Lab 04 - Money in U.S. politics

Lab

Modified

October 10, 2024

Important

This lab is due October 17 at 11:59pm.

Learning goals

In this lab, you will…

use web scraping to import unstructured data from HTML files
write a function to perform repetitive operations efficiently
create an iterative operation to apply a function to multiple inputs
clean variables for data analysis

Money in politics

Every election cycle brings its own brand of excitement – and lots of money. Political donations are of particular interest to political scientists and other researchers studying politics and voting patterns. They are also of interest to citizens who want to stay informed of how much money their candidates raise and where that money comes from.

In the United States, “only American citizens (and immigrants with green cards) can contribute to federal politics, but the American divisions of foreign companies can form political action committees (PACs) and collect contributions from their American employees.”¹

¹ Source: Open Secrets - Foreign Connected PACs.

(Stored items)

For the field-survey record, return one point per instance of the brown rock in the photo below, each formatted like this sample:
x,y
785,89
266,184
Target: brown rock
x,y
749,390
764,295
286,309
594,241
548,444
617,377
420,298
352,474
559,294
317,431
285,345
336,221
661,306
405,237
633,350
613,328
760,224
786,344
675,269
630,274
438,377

LIST OF TASKS
1. From the lab page on money in U.S. politics, quote everything from "Learning goals" down to "money comes from.".
2. According to the lab page on money in U.S. politics, when is the lab due?
3. Decide whether each statement agrees with the lab page on money in U.S. politics. For each one, give yes or no and quote the words of the page that settle it.
(a) Only American citizens can contribute to federal politics, with no other group allowed.
(b) The American divisions of foreign companies can form political action committees.
(c) Writing a function is one of the lab's learning goals.

ANSWERS BY TASK
1.
Learning goals

In this lab, you will…

use web scraping to import unstructured data from HTML files
write a function to perform repetitive operations efficiently
create an iterative operation to apply a function to multiple inputs
clean variables for data analysis

Money in politics

Every election cycle brings its own brand of excitement – and lots of money. Political donations are of particular interest to political scientists and other researchers studying politics and voting patterns. They are also of interest to citizens who want to stay informed of how much money their candidates raise and where that money comes from.

2. October 17 at 11:59pm.

3.
(a) No: "only American citizens (and immigrants with green cards) can contribute to federal politics"
(b) Yes: "the American divisions of foreign companies can form political action committees (PACs)"
(c) Yes: "write a function to perform repetitive operations efficiently"